■ Work instructions:
Give back every record that follows, exactly as written.

■ Input records:
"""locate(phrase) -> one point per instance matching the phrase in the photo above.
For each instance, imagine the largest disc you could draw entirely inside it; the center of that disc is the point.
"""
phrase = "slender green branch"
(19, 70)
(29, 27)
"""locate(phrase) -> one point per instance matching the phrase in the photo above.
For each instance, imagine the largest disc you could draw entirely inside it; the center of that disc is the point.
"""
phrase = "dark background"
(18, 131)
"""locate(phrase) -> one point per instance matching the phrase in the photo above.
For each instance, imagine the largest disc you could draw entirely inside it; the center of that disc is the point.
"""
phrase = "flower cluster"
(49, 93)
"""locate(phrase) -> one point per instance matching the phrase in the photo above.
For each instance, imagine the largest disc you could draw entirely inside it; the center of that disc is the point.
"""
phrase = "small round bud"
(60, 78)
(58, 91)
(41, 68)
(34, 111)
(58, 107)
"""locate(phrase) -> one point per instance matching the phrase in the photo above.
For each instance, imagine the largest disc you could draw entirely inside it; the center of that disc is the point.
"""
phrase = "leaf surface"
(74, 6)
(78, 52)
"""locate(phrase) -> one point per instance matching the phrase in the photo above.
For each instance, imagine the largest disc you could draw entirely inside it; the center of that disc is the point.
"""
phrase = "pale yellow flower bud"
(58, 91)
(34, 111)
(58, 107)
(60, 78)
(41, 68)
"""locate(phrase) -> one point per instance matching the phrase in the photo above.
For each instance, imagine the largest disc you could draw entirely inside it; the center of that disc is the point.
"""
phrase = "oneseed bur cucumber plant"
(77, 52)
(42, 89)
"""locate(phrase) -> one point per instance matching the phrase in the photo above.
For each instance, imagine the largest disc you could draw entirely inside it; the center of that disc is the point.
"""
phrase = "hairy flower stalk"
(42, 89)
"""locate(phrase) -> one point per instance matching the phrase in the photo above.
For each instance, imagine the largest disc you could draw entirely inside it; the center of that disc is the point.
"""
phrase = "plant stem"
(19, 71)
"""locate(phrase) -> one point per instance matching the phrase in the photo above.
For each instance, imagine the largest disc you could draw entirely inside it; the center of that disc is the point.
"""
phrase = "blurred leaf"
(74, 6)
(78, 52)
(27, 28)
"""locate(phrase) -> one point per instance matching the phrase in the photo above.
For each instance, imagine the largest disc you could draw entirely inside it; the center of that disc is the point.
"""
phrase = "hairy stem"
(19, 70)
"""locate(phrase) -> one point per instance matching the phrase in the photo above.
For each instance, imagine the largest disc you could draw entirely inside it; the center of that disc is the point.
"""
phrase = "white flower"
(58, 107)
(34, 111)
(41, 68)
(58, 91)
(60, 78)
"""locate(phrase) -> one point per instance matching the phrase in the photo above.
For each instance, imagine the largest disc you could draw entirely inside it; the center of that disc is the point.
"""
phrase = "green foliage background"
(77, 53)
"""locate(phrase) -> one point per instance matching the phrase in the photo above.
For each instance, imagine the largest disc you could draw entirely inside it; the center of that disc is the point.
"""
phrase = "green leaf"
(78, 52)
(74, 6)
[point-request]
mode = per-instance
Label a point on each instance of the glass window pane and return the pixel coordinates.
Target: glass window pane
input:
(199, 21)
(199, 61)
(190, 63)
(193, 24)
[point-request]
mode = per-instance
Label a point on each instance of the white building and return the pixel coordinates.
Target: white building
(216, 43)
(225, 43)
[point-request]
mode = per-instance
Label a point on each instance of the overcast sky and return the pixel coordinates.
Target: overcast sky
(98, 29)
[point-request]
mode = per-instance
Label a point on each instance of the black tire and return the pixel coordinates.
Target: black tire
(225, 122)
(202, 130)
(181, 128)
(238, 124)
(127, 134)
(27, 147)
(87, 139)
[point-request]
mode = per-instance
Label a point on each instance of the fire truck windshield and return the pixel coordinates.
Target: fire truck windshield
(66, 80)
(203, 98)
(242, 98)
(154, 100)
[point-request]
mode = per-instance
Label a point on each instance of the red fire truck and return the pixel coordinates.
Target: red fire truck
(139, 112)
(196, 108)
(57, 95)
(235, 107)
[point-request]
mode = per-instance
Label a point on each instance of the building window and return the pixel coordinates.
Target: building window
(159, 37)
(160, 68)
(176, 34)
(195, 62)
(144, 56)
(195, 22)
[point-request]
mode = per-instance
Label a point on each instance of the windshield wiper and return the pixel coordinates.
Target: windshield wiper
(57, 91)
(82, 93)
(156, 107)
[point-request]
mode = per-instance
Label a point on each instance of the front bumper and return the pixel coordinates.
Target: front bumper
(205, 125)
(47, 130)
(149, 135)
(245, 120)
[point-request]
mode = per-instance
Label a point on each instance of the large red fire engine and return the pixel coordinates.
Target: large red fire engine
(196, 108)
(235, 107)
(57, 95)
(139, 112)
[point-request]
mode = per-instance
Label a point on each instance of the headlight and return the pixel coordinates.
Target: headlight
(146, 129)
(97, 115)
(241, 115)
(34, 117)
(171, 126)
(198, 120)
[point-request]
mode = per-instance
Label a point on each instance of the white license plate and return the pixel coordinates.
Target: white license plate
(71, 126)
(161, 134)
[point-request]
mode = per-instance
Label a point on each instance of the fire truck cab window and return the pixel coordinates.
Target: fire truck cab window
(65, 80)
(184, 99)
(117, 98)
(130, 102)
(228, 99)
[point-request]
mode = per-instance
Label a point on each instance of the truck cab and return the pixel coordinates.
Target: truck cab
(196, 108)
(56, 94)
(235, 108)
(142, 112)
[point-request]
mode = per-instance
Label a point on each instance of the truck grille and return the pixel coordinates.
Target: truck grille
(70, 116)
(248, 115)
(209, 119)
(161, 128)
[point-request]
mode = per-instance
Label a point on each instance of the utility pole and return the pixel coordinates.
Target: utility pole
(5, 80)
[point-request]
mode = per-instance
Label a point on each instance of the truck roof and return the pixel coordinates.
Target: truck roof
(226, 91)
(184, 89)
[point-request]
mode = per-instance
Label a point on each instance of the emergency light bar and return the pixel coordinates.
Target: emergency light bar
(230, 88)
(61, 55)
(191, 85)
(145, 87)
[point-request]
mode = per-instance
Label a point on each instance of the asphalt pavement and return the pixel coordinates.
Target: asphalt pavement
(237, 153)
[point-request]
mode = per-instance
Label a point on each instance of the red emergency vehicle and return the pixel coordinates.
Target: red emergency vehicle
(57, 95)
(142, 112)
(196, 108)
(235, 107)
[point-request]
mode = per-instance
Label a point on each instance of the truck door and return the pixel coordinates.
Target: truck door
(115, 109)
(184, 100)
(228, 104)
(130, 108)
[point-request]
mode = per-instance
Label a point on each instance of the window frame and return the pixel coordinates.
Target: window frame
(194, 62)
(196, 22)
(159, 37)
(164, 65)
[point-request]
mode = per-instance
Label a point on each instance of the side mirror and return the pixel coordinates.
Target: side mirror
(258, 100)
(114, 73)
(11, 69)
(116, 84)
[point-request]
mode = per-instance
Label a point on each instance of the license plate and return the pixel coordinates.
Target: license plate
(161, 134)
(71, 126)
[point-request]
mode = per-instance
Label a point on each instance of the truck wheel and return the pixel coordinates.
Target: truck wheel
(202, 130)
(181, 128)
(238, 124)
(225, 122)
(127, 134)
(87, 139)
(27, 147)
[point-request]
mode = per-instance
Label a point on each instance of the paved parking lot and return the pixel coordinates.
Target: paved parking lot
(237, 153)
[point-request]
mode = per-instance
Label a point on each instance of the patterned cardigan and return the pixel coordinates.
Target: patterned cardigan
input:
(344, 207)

■ Task output:
"""locate(phrase) -> one point per instance matching the phrase in the photo above.
For each instance, imagine the largest disc you could draw entirely inside it; the center of that disc is the point.
"""
phrase = "slender green branch"
(19, 70)
(29, 27)
"""locate(phrase) -> one point per instance matching the phrase in the photo above.
For each instance, imagine the largest disc you could draw entirely inside it; the center of that disc is the point.
"""
phrase = "dark background"
(18, 131)
"""locate(phrase) -> one point per instance matching the phrase in the photo above.
For each instance, imagine the largest disc you could draw entirely inside it; the center of that disc is the point.
"""
phrase = "flower cluster"
(49, 93)
"""locate(phrase) -> one point per instance matching the phrase in the photo above.
For each instance, imagine the largest disc you could draw entirely inside it; the center of that disc is the point.
"""
phrase = "small round bud"
(60, 78)
(58, 91)
(41, 68)
(34, 111)
(58, 107)
"""locate(phrase) -> one point per instance matching the phrase in the photo above.
For each instance, imagine the largest disc you could draw entirely inside it; the center of that disc is the point.
"""
phrase = "leaf surface"
(74, 6)
(78, 52)
"""locate(phrase) -> one point per instance matching the phrase in the photo above.
For each instance, imagine the largest disc you could draw entirely inside it; the center of that disc is the point.
"""
phrase = "pale yellow flower bud"
(58, 91)
(34, 111)
(58, 107)
(60, 78)
(41, 68)
"""locate(phrase) -> one point per instance matching the phrase in the photo above.
For each instance, imagine the largest disc you could draw entirely inside it; the center of that disc is the point.
"""
phrase = "oneseed bur cucumber plant"
(77, 52)
(42, 89)
"""locate(phrase) -> one point per instance matching the phrase in the photo above.
For each instance, imagine the largest disc you could draw entirely inside it; the center of that disc is the point.
"""
phrase = "hairy flower stalk"
(42, 89)
"""locate(phrase) -> one point per instance matching the phrase in the photo above.
For each instance, imagine the largest disc you could draw entirely inside it; the center of that disc is the point.
"""
phrase = "plant stem"
(19, 71)
"""locate(phrase) -> one point per instance matching the phrase in the photo above.
For each instance, imagine the largest disc you could draw entirely inside it; the center of that disc is the point.
"""
phrase = "blurred leaf"
(74, 6)
(78, 52)
(27, 28)
"""locate(phrase) -> one point per instance matching the phrase in the photo above.
For each instance, imagine the largest disc you could draw entirely inside it; the center of that disc is the point.
"""
phrase = "hairy stem"
(19, 70)
"""locate(phrase) -> one point per instance matching the phrase in the photo above.
For each instance, imagine the largest disc you could draw entirely inside it; the center of that disc is the point.
"""
phrase = "white flower"
(58, 107)
(34, 111)
(41, 68)
(58, 91)
(60, 78)
"""locate(phrase) -> one point per instance matching the phrase in the photo above.
For each instance, imagine the largest disc you could draw entirely inside it; the center of that disc is the point.
"""
phrase = "green foliage background"
(77, 53)
"""locate(phrase) -> one point per instance matching the phrase in the photo above.
For each instance, imagine the largest disc you could draw entirely inside it; the center of that disc is the point.
"""
phrase = "green leaf"
(78, 52)
(74, 6)
[point-request]
mode = per-instance
Label a point on each instance of the glass window pane and return the pixel coordinates.
Target: glass window pane
input:
(199, 21)
(199, 61)
(190, 63)
(193, 24)
[point-request]
mode = per-instance
Label a point on each instance of the white building and return the pixel coordinates.
Target: white building
(216, 43)
(225, 43)
[point-request]
mode = per-instance
Label a point on each instance of the overcast sky and return the pixel coordinates.
Target: overcast sky
(98, 29)
[point-request]
mode = per-instance
Label a point on each instance of the black tire and return the pixel coordinates.
Target: black tire
(225, 122)
(202, 130)
(181, 128)
(238, 124)
(127, 134)
(27, 147)
(87, 139)
[point-request]
mode = per-instance
Label a point on each instance of the fire truck windshield and return the pixel coordinates.
Target: fire truck windshield
(66, 80)
(203, 98)
(242, 98)
(154, 100)
[point-request]
mode = per-instance
Label a point on each instance of the red fire truck and return the pixel coordinates.
Target: red fire truck
(139, 112)
(196, 108)
(57, 95)
(235, 107)
[point-request]
mode = per-instance
Label a point on each instance of the building window and return the pixel coordinates.
Target: building window
(159, 37)
(160, 68)
(176, 34)
(195, 62)
(144, 56)
(195, 22)
[point-request]
mode = per-instance
Label a point on each instance of the windshield wiper and return the pixel coordinates.
Target: windshield wiper
(57, 91)
(82, 93)
(156, 107)
[point-request]
mode = per-instance
Label a point on each instance of the front bumper and return the pixel coordinates.
Target: front bumper
(205, 125)
(47, 130)
(149, 135)
(245, 120)
[point-request]
mode = per-instance
Label a point on each instance of the large red fire engine and return the pixel coordinates.
Target: large red fire engine
(196, 108)
(235, 107)
(57, 95)
(139, 112)
[point-request]
mode = per-instance
Label a point on each instance of the headlight and return the pixel coordinates.
Target: headlight
(146, 129)
(97, 115)
(241, 115)
(34, 117)
(171, 126)
(198, 120)
[point-request]
mode = per-instance
Label a point on each instance of the white license plate and return the pixel coordinates.
Target: white license plate
(71, 126)
(161, 134)
[point-request]
mode = per-instance
Label a point on each instance of the fire truck cab window and return the pixel coordinates.
Target: fire truck cab window
(65, 80)
(184, 99)
(117, 98)
(130, 102)
(228, 99)
[point-request]
mode = per-instance
Label a point on each instance of the truck cab and return the pixel coordinates.
Target: truck cab
(196, 108)
(56, 94)
(235, 108)
(142, 112)
[point-request]
mode = per-instance
Label a point on each instance of the truck grille and return the pixel coordinates.
Target: truck grille
(70, 116)
(248, 115)
(209, 119)
(161, 128)
[point-request]
mode = per-instance
Label a point on each instance of the utility pole and return the pixel coordinates.
Target: utility pole
(5, 80)
[point-request]
mode = per-instance
Label a point on each instance of the truck roof and return the pixel coordinates.
Target: truck roof
(226, 91)
(184, 89)
[point-request]
mode = per-instance
Label a point on each instance of the emergency light bar and return the pixel coordinates.
Target: emergency light bar
(230, 88)
(61, 55)
(191, 85)
(145, 87)
[point-request]
mode = per-instance
Label a point on each instance of the asphalt pavement and return the pixel coordinates.
Target: asphalt pavement
(237, 153)
[point-request]
mode = per-instance
Label a point on each instance of the red emergency vehicle and return the pixel coordinates.
Target: red emergency vehicle
(57, 95)
(142, 112)
(196, 108)
(235, 107)
[point-request]
mode = per-instance
Label a point on each instance of the truck door and return the pixel coordinates.
Target: truck door
(115, 109)
(184, 100)
(228, 104)
(130, 108)
[point-request]
mode = per-instance
Label a point on each instance of the window frame and return the pixel coordinates.
Target: window frame
(194, 62)
(196, 22)
(159, 37)
(164, 65)
[point-request]
mode = per-instance
Label a point on each instance of the side mirror and return the pixel coordinates.
Target: side mirror
(258, 100)
(114, 73)
(11, 69)
(116, 84)
[point-request]
mode = per-instance
Label a point on each instance of the license plate and return the pixel coordinates.
Target: license plate
(161, 134)
(71, 126)
[point-request]
mode = per-instance
Label a point on each instance of the truck wheel and return the pixel coordinates.
Target: truck wheel
(202, 130)
(181, 128)
(238, 124)
(225, 122)
(127, 134)
(87, 139)
(27, 147)
[point-request]
mode = per-instance
Label a point on each instance of the paved parking lot and return the pixel coordinates.
Target: paved parking lot
(237, 153)
[point-request]
mode = per-instance
Label a point on each instance of the patterned cardigan and return the pixel coordinates.
Target: patterned cardigan
input:
(344, 207)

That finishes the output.